Given text

-*-

This will expose "mmmod" to the Python environment.

#### 2. Use "mmmod"
The "mmmod" implements a basic data structure: Array. Uses can also write() and read() a single element of the array each time. Function clear() set all the elements to 0, while set() set all the elements to the specified value.

In [7]:
import mmmod
import timeit
import numpy as np

# For mmmod, the dimension is integrated into C code
dim = 128
iteration = 10

a = mmmod.Array()
b = mmmod.Array()
c = mmmod.Array()

print("Call the C-API version...")
success = 1
t1_sec = 0
t2_sec = 0

for ii in range(iteration):
    x = np.matrix(np.random.randint(dim-1,size=(dim,dim)))
    y = np.matrix(np.random.randint(dim-1,size=(dim,dim)))
    z = x*y
    
    for i in range(dim):
        for j in range(dim):
            mmmod.write(a,i,j,x[i,j])
            mmmod.write(b,i,j,y[i,j])

-*-

Given exercise 1
Rewrite the records, starting with the line that contains "the white ankle" and running through the end of the records. Replace "ankle tape" with "wrist tape", keep everything else unchanged, and give back only those lines.
Given exercise 2
Pick up the mmmod benchmark walkthrough where it stops and keep it going.

-*-

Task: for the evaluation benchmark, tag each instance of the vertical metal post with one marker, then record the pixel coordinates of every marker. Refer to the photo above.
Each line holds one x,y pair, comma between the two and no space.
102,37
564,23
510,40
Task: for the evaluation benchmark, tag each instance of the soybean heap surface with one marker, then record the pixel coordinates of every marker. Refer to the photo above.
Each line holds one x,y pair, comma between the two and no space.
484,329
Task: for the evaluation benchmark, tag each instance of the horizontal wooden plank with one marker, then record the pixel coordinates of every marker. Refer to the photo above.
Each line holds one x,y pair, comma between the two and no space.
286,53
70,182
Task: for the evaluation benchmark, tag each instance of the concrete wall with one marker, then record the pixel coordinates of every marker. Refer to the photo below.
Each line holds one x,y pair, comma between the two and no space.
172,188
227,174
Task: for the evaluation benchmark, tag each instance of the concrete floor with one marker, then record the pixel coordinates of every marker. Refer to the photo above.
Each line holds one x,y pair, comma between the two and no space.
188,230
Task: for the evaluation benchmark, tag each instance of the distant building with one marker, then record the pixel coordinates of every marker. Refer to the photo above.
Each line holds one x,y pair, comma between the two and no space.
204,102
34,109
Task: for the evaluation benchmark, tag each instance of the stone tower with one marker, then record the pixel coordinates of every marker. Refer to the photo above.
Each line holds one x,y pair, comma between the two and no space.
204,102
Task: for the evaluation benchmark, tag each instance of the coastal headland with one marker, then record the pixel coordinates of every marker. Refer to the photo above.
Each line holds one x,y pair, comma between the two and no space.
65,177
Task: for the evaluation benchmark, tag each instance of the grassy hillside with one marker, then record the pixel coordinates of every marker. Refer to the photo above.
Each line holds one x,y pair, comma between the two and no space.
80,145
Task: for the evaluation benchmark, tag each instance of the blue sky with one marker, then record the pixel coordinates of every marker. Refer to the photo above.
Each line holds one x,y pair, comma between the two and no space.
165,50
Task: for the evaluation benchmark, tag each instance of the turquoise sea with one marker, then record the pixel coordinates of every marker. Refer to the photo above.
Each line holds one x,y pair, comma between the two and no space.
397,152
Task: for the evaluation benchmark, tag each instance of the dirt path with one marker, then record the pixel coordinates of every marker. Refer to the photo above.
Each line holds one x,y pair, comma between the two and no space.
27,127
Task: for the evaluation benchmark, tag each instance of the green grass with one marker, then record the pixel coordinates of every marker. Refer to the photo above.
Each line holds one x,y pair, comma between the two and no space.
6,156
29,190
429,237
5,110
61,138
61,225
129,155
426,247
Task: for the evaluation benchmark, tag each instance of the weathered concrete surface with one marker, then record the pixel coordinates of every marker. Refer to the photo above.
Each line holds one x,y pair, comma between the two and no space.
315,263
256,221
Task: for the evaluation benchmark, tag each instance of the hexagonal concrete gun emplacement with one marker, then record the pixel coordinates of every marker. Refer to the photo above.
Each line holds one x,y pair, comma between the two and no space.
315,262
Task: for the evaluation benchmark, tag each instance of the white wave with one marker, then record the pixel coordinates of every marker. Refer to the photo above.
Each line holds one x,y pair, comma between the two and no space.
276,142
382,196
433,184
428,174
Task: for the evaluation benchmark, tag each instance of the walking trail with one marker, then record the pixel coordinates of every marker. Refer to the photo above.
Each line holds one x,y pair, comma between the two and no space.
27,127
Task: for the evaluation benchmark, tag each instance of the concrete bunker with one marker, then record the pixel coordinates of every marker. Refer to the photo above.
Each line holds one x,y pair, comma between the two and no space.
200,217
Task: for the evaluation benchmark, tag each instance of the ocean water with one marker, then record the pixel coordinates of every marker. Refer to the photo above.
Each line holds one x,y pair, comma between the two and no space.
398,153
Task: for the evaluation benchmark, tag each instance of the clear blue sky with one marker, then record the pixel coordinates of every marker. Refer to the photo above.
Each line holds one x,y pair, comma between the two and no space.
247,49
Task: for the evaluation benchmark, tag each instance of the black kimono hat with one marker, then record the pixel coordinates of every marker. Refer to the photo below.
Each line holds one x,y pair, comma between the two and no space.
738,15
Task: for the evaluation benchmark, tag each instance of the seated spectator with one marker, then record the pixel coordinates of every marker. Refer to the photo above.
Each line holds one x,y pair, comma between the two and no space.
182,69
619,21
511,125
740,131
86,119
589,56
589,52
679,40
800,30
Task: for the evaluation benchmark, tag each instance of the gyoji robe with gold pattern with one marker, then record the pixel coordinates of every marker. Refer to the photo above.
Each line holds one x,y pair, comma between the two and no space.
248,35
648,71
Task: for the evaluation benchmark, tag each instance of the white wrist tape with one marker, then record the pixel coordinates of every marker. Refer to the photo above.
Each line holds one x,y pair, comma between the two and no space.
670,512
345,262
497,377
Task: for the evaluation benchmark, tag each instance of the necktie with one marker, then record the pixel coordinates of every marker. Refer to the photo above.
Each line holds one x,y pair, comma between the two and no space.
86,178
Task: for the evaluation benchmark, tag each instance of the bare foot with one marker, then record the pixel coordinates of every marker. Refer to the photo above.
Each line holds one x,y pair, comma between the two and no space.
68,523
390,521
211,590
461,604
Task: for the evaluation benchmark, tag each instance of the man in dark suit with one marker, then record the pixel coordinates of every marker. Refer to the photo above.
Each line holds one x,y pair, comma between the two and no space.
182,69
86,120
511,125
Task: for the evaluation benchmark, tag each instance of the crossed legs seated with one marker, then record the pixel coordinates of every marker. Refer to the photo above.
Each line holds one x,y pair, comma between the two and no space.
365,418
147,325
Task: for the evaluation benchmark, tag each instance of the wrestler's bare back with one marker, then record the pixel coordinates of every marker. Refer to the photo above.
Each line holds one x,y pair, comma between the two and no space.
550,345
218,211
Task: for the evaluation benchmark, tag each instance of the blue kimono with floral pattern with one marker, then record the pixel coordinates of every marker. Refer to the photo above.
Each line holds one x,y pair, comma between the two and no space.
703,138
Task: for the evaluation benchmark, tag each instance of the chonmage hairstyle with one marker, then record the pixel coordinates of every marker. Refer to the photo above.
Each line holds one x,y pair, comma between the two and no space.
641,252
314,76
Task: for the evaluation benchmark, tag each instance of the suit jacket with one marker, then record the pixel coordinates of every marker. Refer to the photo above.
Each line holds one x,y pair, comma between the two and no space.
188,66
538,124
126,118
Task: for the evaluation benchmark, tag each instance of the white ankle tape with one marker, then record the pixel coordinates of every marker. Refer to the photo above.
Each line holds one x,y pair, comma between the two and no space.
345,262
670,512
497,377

-*-

Final result 1
Task: for the evaluation benchmark, tag each instance of the white wrist tape with one marker, then record the pixel coordinates of every marker. Refer to the photo above.
Each line holds one x,y pair, comma between the two and no space.
345,262
670,512
497,377

Final result 2
    mmmod.clear(c)
    
    t2 = timeit.Timer(lambda: mmmod.mmult_sw(a,b,c))
    t2_sec += t2.timeit(number=1)
    
    # Checking the results
    for i in range(dim):
        for j in range(dim):
            if not mmmod.read(c,i,j)==z[i,j]:
                print("Error: wrong results.")
                success = 0
                break
                
if success==1:
    print("Python-binding C on ARM: " + str(t2_sec*1000/iteration) + " ms")
    print("Test passed")

Call the C-API version...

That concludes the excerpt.